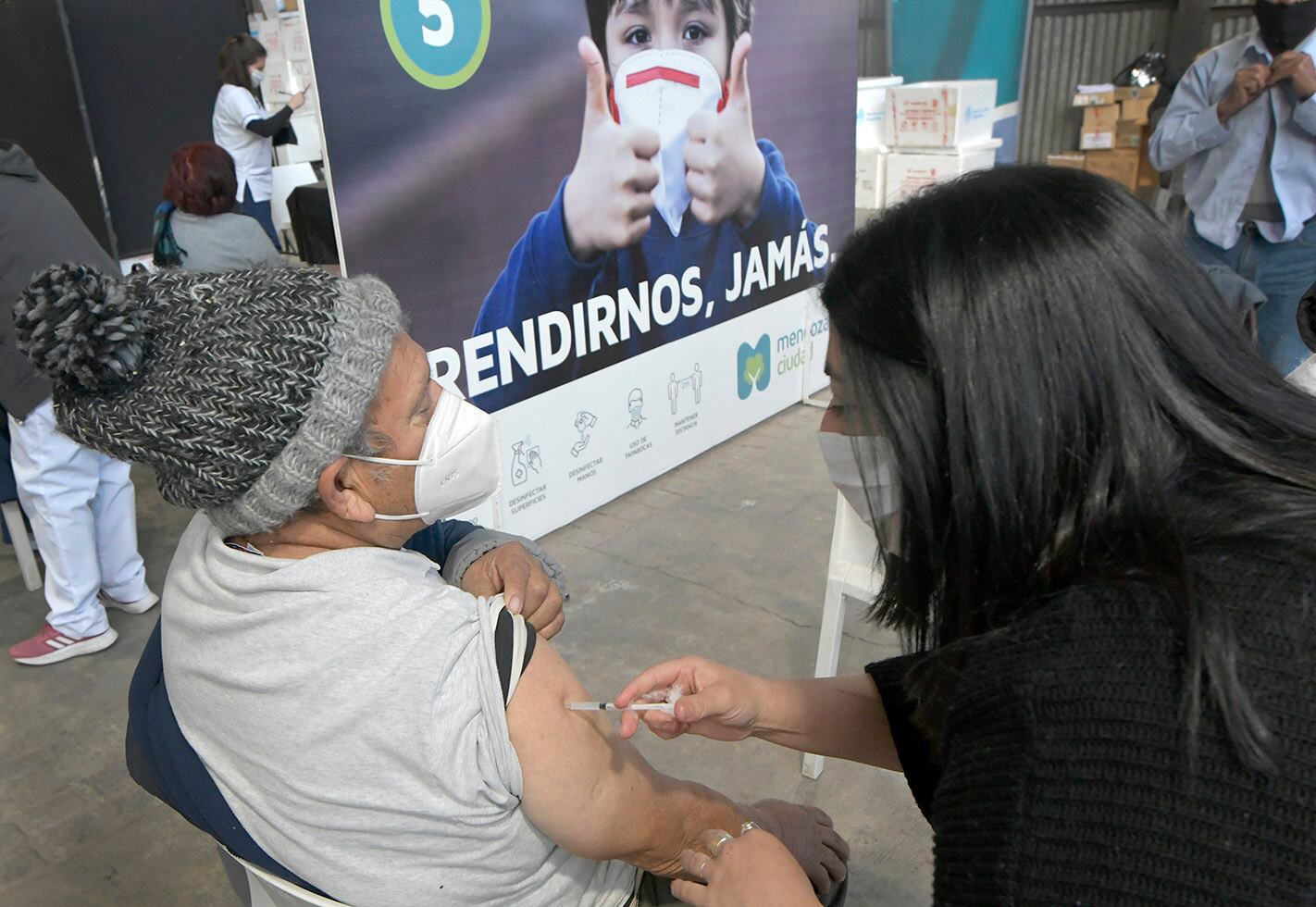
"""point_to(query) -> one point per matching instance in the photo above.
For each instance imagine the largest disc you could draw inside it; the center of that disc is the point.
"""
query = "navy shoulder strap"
(162, 761)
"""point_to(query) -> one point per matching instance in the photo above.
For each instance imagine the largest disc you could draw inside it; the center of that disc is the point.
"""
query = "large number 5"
(442, 36)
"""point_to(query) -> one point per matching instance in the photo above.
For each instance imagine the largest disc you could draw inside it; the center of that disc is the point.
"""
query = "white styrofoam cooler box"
(910, 171)
(870, 177)
(941, 114)
(870, 116)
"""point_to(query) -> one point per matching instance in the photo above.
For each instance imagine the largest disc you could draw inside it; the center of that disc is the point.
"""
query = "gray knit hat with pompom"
(239, 389)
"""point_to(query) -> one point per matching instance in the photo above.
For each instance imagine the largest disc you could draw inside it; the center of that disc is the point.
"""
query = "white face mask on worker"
(661, 90)
(459, 465)
(838, 454)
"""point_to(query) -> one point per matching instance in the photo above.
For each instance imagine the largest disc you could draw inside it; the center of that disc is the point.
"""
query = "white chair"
(21, 545)
(257, 888)
(853, 573)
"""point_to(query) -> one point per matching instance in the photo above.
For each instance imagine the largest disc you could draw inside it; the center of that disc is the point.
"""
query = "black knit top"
(1065, 777)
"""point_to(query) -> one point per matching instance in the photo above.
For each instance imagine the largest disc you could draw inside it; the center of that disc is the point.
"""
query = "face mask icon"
(661, 90)
(636, 404)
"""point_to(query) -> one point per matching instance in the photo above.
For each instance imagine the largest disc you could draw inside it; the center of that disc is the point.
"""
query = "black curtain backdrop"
(41, 106)
(149, 75)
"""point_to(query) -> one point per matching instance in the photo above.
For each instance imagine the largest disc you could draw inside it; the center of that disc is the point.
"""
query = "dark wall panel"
(41, 106)
(147, 71)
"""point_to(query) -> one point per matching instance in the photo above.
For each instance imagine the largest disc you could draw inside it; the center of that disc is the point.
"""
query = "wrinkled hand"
(724, 166)
(608, 196)
(807, 832)
(1299, 68)
(719, 702)
(753, 870)
(1248, 86)
(526, 586)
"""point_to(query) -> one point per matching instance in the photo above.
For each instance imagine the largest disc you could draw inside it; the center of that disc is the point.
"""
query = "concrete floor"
(724, 557)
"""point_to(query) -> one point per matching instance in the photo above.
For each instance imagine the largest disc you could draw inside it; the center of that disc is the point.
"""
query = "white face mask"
(844, 469)
(459, 465)
(661, 90)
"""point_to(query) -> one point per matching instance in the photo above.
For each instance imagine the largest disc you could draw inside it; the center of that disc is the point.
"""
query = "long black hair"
(1069, 402)
(237, 56)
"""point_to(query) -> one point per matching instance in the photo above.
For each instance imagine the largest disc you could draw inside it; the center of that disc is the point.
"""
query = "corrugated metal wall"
(1228, 24)
(1078, 43)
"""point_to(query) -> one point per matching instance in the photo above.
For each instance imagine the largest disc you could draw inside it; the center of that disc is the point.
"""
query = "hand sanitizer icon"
(520, 471)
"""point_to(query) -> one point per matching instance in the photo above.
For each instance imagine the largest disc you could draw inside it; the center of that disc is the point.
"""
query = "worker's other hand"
(608, 196)
(1248, 86)
(724, 165)
(524, 583)
(717, 702)
(753, 870)
(808, 834)
(1297, 68)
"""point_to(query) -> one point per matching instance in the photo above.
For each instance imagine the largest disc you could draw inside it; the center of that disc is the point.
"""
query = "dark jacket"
(1062, 775)
(38, 228)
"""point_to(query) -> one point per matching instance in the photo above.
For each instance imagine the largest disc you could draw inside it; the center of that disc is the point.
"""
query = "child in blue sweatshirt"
(623, 218)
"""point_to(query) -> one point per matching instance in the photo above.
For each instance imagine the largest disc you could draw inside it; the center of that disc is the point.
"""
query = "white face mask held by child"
(458, 466)
(661, 90)
(844, 470)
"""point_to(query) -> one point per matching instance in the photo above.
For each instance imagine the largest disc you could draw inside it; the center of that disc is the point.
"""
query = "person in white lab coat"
(81, 502)
(245, 130)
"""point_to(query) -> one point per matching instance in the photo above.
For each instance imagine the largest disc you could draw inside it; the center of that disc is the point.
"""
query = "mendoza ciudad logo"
(753, 367)
(439, 43)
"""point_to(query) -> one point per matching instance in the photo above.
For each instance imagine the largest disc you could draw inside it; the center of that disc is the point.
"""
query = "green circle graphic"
(424, 77)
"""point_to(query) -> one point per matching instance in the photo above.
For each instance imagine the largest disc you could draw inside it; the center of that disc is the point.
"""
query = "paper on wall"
(292, 31)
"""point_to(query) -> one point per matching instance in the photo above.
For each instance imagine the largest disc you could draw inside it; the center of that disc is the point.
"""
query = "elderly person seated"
(323, 702)
(196, 227)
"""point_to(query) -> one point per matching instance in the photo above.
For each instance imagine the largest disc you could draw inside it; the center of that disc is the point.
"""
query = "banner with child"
(604, 217)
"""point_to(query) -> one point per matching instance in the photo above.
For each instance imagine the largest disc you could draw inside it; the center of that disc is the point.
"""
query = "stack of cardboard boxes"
(870, 145)
(933, 131)
(1113, 140)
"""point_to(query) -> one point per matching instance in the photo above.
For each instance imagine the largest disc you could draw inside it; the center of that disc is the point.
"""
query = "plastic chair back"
(257, 888)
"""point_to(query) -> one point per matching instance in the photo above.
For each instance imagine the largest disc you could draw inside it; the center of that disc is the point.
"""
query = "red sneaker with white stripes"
(50, 645)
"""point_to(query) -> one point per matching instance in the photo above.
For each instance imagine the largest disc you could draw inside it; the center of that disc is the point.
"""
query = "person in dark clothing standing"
(245, 130)
(1104, 566)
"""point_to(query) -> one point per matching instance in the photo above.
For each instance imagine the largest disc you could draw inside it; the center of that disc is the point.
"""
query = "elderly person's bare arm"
(592, 792)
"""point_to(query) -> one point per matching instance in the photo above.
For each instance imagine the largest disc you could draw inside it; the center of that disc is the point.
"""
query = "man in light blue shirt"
(1244, 120)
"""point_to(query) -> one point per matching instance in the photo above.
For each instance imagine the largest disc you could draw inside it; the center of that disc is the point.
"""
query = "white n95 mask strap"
(842, 466)
(459, 465)
(662, 90)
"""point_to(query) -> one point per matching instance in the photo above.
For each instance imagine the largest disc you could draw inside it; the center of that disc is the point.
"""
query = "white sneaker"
(139, 607)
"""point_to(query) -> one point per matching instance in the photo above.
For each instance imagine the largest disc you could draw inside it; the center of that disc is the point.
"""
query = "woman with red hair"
(196, 228)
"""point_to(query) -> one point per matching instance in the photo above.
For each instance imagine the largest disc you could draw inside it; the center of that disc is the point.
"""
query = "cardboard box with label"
(910, 171)
(1132, 134)
(1136, 103)
(870, 178)
(1119, 165)
(870, 116)
(1073, 159)
(941, 115)
(1099, 127)
(1094, 97)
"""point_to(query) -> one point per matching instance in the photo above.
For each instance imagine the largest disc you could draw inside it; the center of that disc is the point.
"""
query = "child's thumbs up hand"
(608, 196)
(724, 168)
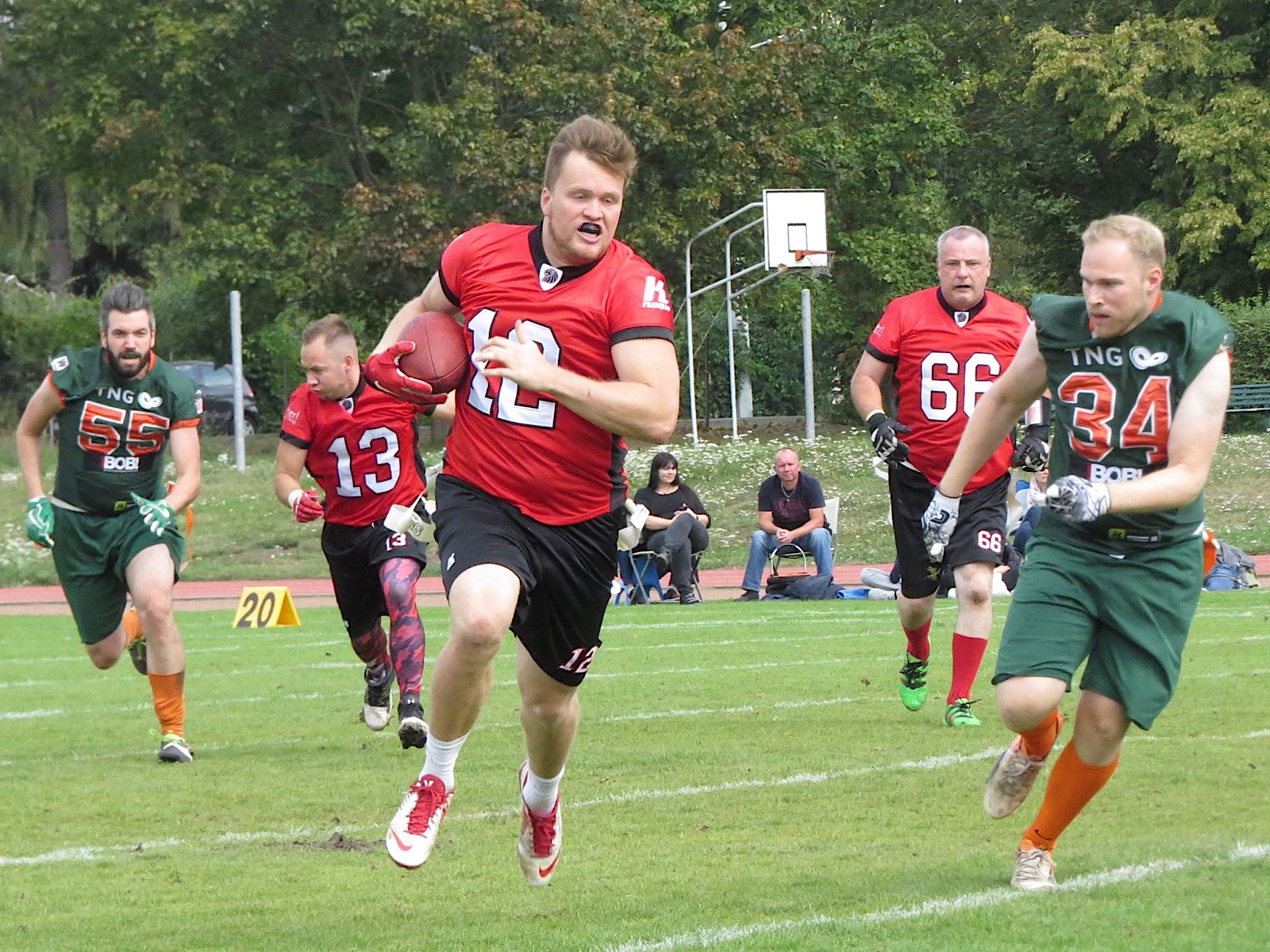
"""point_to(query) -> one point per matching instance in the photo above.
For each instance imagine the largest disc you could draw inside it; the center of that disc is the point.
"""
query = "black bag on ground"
(810, 588)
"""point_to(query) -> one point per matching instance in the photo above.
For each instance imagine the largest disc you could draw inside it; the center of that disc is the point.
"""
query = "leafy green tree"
(1191, 107)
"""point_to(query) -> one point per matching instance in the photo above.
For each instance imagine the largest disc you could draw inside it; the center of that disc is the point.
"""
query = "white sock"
(440, 758)
(540, 793)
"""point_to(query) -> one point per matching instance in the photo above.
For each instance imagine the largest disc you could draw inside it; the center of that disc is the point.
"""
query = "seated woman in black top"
(676, 524)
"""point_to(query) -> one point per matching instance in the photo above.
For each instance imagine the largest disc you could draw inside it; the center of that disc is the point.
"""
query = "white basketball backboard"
(794, 221)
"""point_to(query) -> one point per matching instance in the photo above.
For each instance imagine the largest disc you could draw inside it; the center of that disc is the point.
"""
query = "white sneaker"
(878, 579)
(414, 828)
(173, 749)
(539, 847)
(1034, 869)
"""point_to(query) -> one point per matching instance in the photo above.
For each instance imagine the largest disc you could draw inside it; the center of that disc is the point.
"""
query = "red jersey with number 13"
(522, 446)
(943, 367)
(364, 451)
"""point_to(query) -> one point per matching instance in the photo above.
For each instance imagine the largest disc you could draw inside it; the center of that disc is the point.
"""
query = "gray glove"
(1077, 501)
(1032, 455)
(884, 433)
(939, 520)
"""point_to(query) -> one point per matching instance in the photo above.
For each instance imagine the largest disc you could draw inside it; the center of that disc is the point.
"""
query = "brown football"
(440, 355)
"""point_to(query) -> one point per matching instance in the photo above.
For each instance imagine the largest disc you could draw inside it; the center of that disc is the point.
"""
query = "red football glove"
(384, 374)
(305, 505)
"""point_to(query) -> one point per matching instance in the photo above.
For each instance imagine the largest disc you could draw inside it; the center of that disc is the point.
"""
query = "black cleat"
(412, 729)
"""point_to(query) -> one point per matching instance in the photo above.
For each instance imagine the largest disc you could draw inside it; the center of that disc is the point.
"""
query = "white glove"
(1077, 501)
(939, 520)
(637, 516)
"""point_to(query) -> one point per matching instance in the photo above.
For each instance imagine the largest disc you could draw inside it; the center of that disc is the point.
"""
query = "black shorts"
(355, 555)
(565, 571)
(979, 535)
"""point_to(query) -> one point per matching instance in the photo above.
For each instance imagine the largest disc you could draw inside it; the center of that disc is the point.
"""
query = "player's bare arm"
(996, 414)
(187, 459)
(643, 403)
(432, 298)
(42, 406)
(1193, 440)
(287, 467)
(867, 385)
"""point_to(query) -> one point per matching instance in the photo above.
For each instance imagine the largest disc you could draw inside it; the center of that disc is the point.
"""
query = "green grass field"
(745, 780)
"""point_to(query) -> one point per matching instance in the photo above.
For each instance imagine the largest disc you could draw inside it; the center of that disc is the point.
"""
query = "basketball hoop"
(814, 262)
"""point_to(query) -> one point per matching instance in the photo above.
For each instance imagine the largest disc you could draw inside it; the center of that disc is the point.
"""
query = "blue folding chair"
(639, 575)
(641, 578)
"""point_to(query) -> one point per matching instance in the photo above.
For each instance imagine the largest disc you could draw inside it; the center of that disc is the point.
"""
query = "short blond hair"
(962, 232)
(1145, 240)
(600, 141)
(333, 332)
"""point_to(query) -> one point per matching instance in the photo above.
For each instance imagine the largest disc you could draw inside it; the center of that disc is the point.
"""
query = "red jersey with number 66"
(362, 450)
(522, 446)
(944, 361)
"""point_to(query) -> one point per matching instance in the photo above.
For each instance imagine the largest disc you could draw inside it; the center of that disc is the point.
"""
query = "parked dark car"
(216, 385)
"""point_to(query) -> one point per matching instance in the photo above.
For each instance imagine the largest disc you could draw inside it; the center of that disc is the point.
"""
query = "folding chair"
(639, 577)
(793, 550)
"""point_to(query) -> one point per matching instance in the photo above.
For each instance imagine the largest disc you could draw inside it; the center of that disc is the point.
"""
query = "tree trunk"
(57, 241)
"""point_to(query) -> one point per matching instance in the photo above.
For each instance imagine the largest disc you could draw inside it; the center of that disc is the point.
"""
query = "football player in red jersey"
(945, 346)
(573, 347)
(361, 446)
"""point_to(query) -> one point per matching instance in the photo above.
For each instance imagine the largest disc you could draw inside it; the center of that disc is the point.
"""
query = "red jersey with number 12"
(943, 365)
(522, 446)
(364, 451)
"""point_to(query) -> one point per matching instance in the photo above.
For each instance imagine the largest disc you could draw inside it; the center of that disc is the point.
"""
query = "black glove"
(1032, 455)
(884, 432)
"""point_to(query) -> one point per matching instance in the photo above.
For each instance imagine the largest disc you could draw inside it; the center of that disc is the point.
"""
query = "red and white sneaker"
(414, 828)
(539, 847)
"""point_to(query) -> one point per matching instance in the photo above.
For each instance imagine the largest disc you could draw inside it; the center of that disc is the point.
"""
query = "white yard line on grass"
(722, 936)
(927, 763)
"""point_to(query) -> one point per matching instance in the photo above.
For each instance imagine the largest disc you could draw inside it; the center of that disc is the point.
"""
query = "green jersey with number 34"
(1114, 404)
(112, 433)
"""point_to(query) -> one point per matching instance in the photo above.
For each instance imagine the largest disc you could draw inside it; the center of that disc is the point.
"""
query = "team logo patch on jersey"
(1142, 359)
(654, 294)
(549, 277)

Given request | Report, copied in full, each line of the rows above that contains the word "grass".

Answer in full |
query = "green grass field"
query = "white yard line on grass"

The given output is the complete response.